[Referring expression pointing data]
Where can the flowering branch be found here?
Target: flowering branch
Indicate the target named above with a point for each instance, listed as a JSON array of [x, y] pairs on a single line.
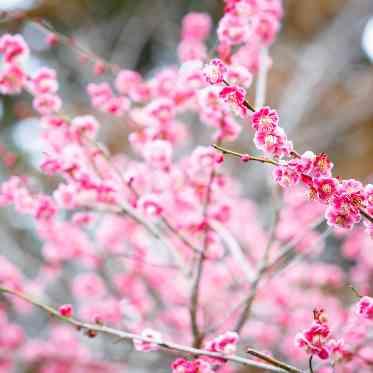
[[93, 329], [262, 268], [272, 360], [244, 156], [197, 335]]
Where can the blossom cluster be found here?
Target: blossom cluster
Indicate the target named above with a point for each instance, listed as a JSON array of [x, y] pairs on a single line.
[[122, 235], [246, 27]]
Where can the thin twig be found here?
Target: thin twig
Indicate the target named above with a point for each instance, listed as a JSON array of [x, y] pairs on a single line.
[[194, 299], [271, 360], [121, 335], [310, 364], [261, 270], [243, 155]]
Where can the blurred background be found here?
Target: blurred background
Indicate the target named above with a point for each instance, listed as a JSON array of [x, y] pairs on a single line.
[[321, 82]]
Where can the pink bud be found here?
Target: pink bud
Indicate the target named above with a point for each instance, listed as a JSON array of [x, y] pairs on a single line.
[[66, 310]]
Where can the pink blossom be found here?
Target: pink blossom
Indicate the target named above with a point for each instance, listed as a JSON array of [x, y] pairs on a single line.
[[368, 191], [325, 187], [66, 310], [47, 104], [147, 346], [239, 75], [235, 96], [314, 340], [322, 166], [151, 204], [13, 47], [189, 50], [265, 28], [214, 71], [44, 81], [182, 365], [233, 30], [364, 308], [225, 343], [274, 143], [45, 208], [340, 217], [12, 79], [265, 119], [286, 176]]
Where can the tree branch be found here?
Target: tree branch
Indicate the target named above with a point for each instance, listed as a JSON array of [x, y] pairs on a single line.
[[102, 329]]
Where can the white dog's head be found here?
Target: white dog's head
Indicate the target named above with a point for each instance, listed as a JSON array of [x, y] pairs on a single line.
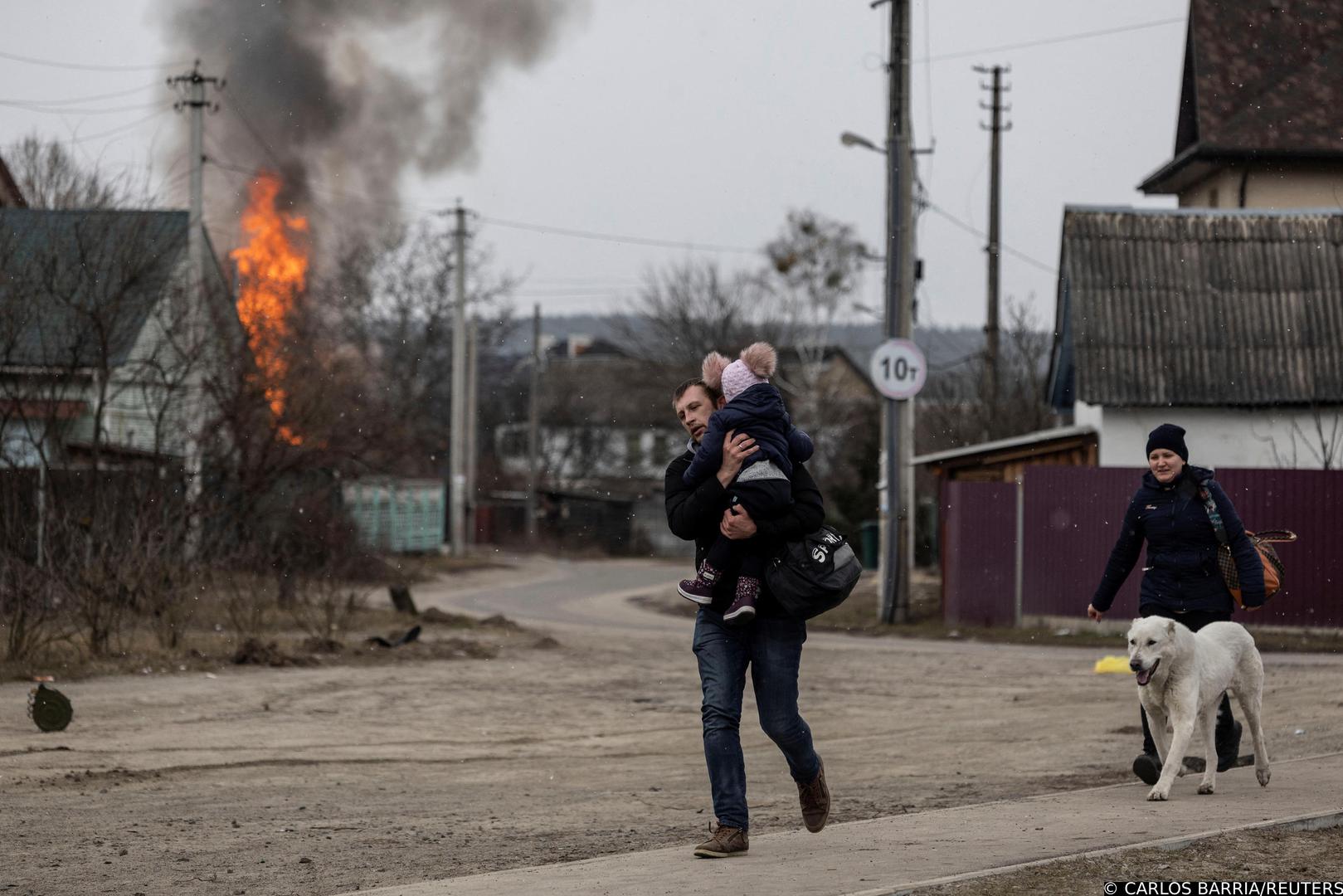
[[1149, 641]]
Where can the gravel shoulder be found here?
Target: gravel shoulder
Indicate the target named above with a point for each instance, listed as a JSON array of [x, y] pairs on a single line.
[[336, 778]]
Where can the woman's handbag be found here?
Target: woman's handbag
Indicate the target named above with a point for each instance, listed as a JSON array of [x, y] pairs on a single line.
[[1262, 540], [814, 574]]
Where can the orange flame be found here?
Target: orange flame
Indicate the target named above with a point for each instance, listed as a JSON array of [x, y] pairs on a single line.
[[271, 270]]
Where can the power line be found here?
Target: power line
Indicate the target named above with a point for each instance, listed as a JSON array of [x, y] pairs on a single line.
[[1082, 35], [84, 66], [77, 100], [63, 110], [119, 129], [980, 234], [620, 238]]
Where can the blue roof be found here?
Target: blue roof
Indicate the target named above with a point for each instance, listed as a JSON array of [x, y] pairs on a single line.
[[77, 286]]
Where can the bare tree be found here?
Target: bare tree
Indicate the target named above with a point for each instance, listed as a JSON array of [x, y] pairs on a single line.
[[1321, 440], [952, 411], [49, 176]]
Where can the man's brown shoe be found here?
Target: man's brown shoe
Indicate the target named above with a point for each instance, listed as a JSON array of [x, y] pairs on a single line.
[[724, 843], [815, 802]]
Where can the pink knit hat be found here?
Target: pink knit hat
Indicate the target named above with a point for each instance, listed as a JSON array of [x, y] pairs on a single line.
[[757, 364]]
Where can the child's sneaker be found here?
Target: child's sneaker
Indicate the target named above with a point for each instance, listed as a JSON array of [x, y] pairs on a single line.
[[700, 590], [742, 609]]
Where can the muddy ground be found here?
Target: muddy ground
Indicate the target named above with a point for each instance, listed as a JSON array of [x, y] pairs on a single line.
[[334, 778]]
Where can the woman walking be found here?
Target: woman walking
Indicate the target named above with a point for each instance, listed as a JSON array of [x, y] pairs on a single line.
[[1180, 579]]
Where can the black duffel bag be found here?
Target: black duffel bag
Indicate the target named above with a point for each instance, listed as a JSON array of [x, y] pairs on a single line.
[[814, 574]]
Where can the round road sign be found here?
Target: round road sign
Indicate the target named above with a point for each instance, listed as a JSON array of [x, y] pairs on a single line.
[[898, 368]]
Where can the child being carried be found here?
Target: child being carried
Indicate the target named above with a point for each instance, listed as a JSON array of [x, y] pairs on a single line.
[[763, 485]]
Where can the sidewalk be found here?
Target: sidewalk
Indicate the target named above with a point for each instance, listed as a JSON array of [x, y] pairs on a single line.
[[903, 852]]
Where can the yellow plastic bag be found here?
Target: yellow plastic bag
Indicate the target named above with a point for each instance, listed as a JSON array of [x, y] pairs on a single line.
[[1112, 664]]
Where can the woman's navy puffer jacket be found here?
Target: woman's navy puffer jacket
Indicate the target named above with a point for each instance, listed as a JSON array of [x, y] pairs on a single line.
[[1180, 572]]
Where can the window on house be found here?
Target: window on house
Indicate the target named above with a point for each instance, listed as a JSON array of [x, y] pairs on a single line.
[[634, 449]]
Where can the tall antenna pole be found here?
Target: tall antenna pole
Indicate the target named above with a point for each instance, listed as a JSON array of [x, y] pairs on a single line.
[[457, 438], [994, 249]]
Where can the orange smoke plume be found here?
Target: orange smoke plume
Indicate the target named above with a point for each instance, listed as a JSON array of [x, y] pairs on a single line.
[[271, 270]]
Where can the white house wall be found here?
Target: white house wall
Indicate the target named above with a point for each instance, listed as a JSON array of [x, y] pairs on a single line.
[[1271, 438]]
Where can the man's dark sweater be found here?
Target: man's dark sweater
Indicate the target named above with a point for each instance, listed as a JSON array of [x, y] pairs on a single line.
[[694, 514]]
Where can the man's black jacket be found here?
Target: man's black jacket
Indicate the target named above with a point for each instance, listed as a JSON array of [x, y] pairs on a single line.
[[694, 514]]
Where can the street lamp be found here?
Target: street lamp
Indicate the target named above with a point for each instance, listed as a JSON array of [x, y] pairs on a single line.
[[850, 139]]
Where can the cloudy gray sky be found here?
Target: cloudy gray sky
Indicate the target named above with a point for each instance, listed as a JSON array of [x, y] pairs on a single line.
[[700, 121]]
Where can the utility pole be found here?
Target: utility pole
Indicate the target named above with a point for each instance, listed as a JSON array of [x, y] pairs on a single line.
[[898, 416], [197, 325], [457, 438], [533, 429], [995, 128], [473, 401]]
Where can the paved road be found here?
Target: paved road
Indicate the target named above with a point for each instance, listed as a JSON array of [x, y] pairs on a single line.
[[893, 855], [566, 592]]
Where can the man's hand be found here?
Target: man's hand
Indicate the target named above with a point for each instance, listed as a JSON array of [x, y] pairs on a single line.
[[737, 523], [735, 450]]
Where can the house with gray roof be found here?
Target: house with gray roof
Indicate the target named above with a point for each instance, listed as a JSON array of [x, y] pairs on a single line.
[[1260, 119], [105, 336], [1225, 321]]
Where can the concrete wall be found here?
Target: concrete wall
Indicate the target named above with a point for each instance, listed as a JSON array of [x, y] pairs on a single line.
[[1269, 438]]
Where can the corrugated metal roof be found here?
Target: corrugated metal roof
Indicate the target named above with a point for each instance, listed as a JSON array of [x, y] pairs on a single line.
[[77, 286], [1199, 306]]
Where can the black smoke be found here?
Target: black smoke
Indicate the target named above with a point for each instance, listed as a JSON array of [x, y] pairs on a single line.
[[343, 95]]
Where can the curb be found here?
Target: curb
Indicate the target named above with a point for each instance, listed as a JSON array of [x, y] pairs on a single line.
[[1319, 821]]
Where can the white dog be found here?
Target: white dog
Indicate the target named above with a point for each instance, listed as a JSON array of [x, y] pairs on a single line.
[[1180, 679]]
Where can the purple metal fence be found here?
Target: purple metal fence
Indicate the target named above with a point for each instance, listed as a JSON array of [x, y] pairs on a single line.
[[1071, 519], [978, 553]]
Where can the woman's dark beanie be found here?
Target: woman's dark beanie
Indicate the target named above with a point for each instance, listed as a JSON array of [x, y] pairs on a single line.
[[1169, 437]]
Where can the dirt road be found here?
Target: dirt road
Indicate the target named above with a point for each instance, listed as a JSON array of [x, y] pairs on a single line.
[[319, 781]]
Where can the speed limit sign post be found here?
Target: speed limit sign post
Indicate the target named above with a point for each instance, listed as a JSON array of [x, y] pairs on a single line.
[[898, 368]]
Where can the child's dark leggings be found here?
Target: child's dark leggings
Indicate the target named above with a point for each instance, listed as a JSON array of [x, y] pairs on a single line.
[[763, 500]]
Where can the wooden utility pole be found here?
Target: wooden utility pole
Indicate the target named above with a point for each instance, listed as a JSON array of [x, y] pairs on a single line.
[[995, 128], [898, 416], [197, 320], [533, 429], [457, 438], [473, 409]]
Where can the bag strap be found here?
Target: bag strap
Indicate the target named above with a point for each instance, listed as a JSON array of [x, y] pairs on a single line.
[[1214, 516]]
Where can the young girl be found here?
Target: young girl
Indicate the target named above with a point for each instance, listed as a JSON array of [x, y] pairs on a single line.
[[763, 485]]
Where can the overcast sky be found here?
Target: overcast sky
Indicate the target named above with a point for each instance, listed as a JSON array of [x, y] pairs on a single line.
[[705, 121]]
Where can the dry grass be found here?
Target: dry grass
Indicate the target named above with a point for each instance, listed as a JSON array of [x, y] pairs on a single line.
[[210, 642]]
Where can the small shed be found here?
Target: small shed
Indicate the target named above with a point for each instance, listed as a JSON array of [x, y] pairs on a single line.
[[395, 514], [1006, 460]]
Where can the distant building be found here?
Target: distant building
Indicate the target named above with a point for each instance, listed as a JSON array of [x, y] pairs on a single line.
[[609, 431], [1228, 323], [1262, 109]]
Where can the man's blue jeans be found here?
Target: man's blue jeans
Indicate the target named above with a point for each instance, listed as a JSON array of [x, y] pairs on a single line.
[[772, 650]]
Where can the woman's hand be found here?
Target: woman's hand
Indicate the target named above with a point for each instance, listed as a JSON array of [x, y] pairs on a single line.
[[735, 450], [737, 523]]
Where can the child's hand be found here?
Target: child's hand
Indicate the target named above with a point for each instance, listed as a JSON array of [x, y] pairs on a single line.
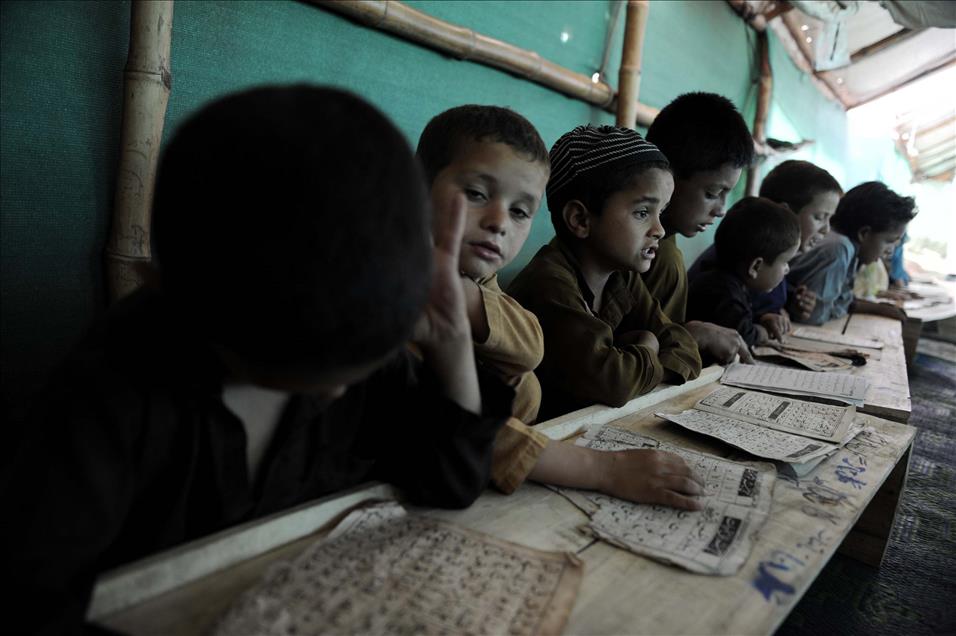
[[443, 332], [803, 302], [776, 324], [720, 343], [649, 476], [640, 338], [444, 318], [892, 311]]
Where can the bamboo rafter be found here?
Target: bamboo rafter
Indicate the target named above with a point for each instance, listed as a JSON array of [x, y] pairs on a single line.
[[397, 18], [147, 82], [629, 77]]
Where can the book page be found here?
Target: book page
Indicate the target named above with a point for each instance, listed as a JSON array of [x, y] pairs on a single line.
[[841, 386], [811, 360], [755, 439], [382, 571], [825, 335], [716, 540], [822, 421]]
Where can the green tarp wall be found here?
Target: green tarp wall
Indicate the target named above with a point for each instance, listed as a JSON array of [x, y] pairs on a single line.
[[61, 103]]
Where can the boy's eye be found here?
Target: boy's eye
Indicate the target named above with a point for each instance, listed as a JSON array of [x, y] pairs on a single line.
[[474, 195]]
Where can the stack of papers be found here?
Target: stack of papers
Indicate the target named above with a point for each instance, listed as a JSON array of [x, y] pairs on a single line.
[[846, 388], [716, 540], [782, 429], [825, 335]]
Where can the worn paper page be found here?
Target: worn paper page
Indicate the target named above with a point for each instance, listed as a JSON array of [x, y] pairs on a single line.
[[840, 386], [822, 421], [715, 540], [382, 571], [811, 360], [755, 439], [825, 335]]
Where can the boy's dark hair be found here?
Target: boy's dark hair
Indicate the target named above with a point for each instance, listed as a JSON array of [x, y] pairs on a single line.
[[444, 134], [292, 228], [755, 227], [796, 183], [871, 204], [591, 163], [701, 131]]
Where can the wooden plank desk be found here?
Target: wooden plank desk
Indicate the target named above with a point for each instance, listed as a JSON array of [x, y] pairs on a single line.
[[889, 393], [849, 501]]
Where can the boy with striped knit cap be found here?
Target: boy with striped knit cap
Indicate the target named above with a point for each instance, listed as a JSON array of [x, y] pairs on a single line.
[[606, 339]]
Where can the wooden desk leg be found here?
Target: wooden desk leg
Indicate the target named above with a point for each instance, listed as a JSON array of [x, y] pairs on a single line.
[[868, 538], [912, 328]]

## [Required work]
The answer must consist solely of the lines from the first line of the data through the line containing "Target: blossom cluster", inclusive, reproduced exactly and without pictures.

## [Task answer]
Where can the flowering branch be found here?
Target: flowering branch
Indicate the target named above with a point for each instance, listed as a JSON array of [x, y] pairs on a single line.
[[93, 329], [262, 268], [272, 360], [244, 156], [197, 335]]
Where can the blossom cluster be found here?
Target: blossom cluster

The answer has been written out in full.